:: ページ抜粋 ::

2015年9月、政府はアベノミクスの第2ステージとして「一億総活躍社会」を打ち出しました。その中では「子育て支援を強化し、出生率を回復」「介護離職ゼロ」などの目標が掲げられています。

これを実現するためには、働き方を根本的に見直す必要があります。

そのため政府では、2016年8月に「働き方改革担当大臣」を設置。9月には「働き方改革実現会議」が、安倍総理を座長として始動したほか、「働き方改革特命委員会」が設けられました。2017年3月には、働き方改革実現会議の結論を出す方向で議論が進められています。このように、政府は「長時間労働の是正」に本腰を入れ始めているのです。

「働き方改革は、とにかく急いで実現しなければならない。少子化に歯止めをかける効果を期待するなら、これから2~4年がタイムリミット」

――こう話すのは、長年にわたって長時間労働削減に取り組み、900社以上へのコンサルティングを手がけてきた株式会社ワーク・ライフバランス社長、小室淑恵さん。

「女性の出生率を年齢別にみると、44歳でほぼゼロに近くなります。第2次ベビーブームで誕生した『団塊ジュニア』の女性のうち、一番若い人は42歳(1974年生まれ)、もう少し幅広く捉えると40歳(1976年生まれ)。つまり、人口が多い団塊ジュニア世代の女性の出生率がほぼゼロになるまであと2~4年。その期間を過ぎた後で出産しやすい労働環境を整備しても、そのときには子供を産める母体数は激減してしまうのです」

小室さんが安倍総理と面会した際には、このデータに対し、「もっと早くやっておかなくてはならない問題だった」と、重く受け止めるコメントが聞かれたといいます。

なお、出生率を上げるためには、女性が育児と仕事を両立しやすい制度や環境さえ整えればいいというわけではないと、小室さんは言います。

「厚生労働省の調査によると、夫が休日に家事・育児に費やす時間の長さと、第2子以降の出生の有無は比例しているんです。つまり、1人目が生まれた後、夫が家事・育児に参画していないと第2子が産まれていないという現実があります。育児に関わりたくても、残業や休日出勤などでままならない男性は多い。つまり、男性の働き方改革こそが、真の少子化対策につながるともいえます」

:::
:: データ抜粋 ::

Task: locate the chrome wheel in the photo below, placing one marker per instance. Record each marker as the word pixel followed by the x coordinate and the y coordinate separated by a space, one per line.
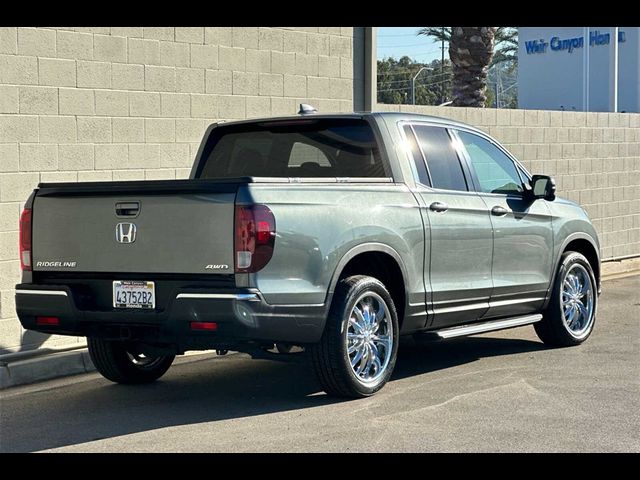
pixel 369 338
pixel 143 361
pixel 577 301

:::

- やること:
次の(a)〜(c)が、働き方改革についての文章の内容と合っているかを「はい」か「いいえ」で答え、決め手になる文章中の言葉をそのまま引用してください。
(a) 厚生労働省の調査では、夫が休日に家事・育児に使う時間の長さと、第2子以降が生まれるかどうかは比例している。
(b) 小室さんは、これまでに500社ほどへのコンサルティングを行ってきた。
(c) 女性の出生率を年齢別にみると、40歳でほぼゼロに近くなる。

- 回答:
(a) はい:「夫が休日に家事・育児に費やす時間の長さと、第2子以降の出生の有無は比例しているんです」
(b) いいえ:「900社以上へのコンサルティングを手がけてきた」
(c) いいえ:「44歳でほぼゼロに近くなります」